What is needed:
Summarize the report below on lightning and a cardiac pacemaker in two sentences.

Arrhythmia

What happens when lightning strikes someone with a cardiac pacemaker?


The odds of being struck by lightning are very small so its not often that cardiologists see the effects of a lightning strike on a person with an implantable cardiac pacemaker.

But clinicians in Poland have reported on what they believe is the first case of pacemaker malfunction due to lightning strike.

They describe how an 80-year old woman was brought to the hospital emergency department in the town of Zamosc suffering from severe shock and superficial burns after being struck by lightning that had knocked her unconscious and stopped her watch.

On investigation, doctors noted a lack of pacing in both pacemaker channels, and her ECG depicted pacemaker spikes and native sinus rhythm at 50–60 b.p.m.

Pacemaker interrogation showed high pacing thresholds (failure to pace in the atrial channel) even if impulse energy was increased. Three days later, the woman developed recurrent pacing-induced tachycardia at the rates of 140–160 b.p.m.

After her condition was stabilised she was transferred to a tertiary hospital for transcutaneous lead extraction. She also had a new pacemaker unit implanted.

Credit: EHJ/Bogdan Obszaijki

The patient made a good recovery and was still alive two years after the lightning strike incident.

When returned to the manufacturer (Biotronik), the pacemaker did not show any significant damage either to the device, extracted leads or battery, and the memory appeared normal.

Extensive testing showed the pacemaker appeared to function properly, leading the clinicians to conclude that the cause of cardiac arrhythmia was most probably electrical burn at the endocardial-electrode interface and a sudden elevation of the pacing threshold leading to transient pacing failure in both PM channels.

“An increase in impulse amplitude resulted in paced ventricular beats and secondary endless loop tachycardia,” he wrote in European Heart Journal Case Reports.

“Because endocardial injury under the electrode was irreversible, it was necessary to remove the lead.

The shock after being struck by lightning could have resulted from left ventricular dysfunction and takotsubo cardiomyopathy,” they added.

Lead author Dr Bogdan Obszaijki said he believed this was the first case of lightning-induced pacemaker dysfunction described in the literature.

Material shown:
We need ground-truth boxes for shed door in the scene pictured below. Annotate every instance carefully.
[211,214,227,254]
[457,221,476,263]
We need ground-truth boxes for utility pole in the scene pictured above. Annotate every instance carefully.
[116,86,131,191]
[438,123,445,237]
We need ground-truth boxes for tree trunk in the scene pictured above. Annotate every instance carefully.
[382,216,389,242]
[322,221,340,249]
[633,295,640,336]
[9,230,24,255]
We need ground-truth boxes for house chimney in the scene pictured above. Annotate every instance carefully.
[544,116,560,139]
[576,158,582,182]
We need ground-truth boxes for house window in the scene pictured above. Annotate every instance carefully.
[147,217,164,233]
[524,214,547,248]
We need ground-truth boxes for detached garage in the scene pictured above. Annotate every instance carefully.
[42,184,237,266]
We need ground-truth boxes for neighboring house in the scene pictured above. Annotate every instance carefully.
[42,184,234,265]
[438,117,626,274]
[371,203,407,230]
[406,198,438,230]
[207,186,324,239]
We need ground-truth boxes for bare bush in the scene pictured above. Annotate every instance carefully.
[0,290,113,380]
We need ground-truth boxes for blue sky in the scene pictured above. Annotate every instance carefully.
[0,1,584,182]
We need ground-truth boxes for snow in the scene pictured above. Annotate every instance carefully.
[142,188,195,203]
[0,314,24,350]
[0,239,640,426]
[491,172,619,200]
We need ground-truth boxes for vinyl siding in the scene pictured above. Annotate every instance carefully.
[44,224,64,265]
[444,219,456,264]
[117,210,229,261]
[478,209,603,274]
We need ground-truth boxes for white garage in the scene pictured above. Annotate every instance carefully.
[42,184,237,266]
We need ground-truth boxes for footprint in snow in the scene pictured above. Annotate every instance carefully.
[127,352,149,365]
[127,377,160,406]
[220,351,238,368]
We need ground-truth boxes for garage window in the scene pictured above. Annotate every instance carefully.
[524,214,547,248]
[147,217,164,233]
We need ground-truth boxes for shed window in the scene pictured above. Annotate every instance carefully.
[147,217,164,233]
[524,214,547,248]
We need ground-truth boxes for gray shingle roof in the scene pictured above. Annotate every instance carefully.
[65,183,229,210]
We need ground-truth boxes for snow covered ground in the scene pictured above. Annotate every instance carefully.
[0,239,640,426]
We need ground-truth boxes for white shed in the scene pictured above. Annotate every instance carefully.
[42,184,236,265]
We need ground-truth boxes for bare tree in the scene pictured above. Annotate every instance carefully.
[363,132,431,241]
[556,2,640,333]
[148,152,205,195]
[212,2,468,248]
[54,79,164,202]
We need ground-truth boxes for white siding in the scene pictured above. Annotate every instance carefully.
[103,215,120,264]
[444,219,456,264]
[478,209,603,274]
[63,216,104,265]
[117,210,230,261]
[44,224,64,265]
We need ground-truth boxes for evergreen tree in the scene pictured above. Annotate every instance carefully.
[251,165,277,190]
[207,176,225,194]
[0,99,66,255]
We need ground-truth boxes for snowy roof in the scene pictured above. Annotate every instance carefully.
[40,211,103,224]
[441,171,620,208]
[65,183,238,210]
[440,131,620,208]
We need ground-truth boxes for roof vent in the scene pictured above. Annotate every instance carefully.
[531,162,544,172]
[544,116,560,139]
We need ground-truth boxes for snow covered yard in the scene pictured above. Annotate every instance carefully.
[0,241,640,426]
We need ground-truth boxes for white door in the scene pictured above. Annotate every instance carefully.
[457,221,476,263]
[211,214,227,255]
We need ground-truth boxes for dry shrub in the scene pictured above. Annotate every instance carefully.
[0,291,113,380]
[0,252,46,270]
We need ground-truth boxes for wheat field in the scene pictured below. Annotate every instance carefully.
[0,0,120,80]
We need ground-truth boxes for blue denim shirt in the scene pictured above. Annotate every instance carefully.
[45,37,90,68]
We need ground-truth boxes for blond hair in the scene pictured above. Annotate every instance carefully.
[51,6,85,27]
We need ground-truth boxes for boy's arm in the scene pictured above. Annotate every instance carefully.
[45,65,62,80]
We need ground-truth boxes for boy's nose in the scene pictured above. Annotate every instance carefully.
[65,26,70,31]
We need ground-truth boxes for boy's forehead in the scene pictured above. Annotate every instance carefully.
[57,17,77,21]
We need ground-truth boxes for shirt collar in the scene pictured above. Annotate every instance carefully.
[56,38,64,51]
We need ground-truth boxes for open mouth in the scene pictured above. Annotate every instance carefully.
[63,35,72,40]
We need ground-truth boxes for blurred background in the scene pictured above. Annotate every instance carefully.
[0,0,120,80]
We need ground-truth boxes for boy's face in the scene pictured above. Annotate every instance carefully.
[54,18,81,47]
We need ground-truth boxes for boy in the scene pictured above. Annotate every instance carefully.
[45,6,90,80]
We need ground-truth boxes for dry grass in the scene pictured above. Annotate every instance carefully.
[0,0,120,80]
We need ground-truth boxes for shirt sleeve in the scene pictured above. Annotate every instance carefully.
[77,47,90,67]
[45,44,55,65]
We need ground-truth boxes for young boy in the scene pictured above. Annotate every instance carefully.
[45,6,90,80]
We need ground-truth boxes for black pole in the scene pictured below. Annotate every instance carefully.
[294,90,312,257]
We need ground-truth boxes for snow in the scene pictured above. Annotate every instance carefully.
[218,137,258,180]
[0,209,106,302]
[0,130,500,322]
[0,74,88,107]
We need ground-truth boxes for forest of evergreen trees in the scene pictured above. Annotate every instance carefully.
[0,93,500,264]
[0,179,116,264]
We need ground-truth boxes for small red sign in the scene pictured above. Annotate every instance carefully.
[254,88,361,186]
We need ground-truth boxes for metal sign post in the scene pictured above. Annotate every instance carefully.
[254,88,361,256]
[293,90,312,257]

Your response:
Clinicians in Poland reported what they believe is the first case of pacemaker malfunction caused by a lightning strike: an 80-year-old woman arrived at an emergency department in Zamosc with severe shock and superficial burns, showed a lack of pacing in both pacemaker channels, and three days later developed recurrent pacing-induced tachycardia. The manufacturer found no significant damage to the device, leads or battery, so the clinicians concluded that the arrhythmia most probably resulted from an electrical burn at the endocardial-electrode interface; after lead extraction and a new pacemaker, she made a good recovery and was still alive two years later.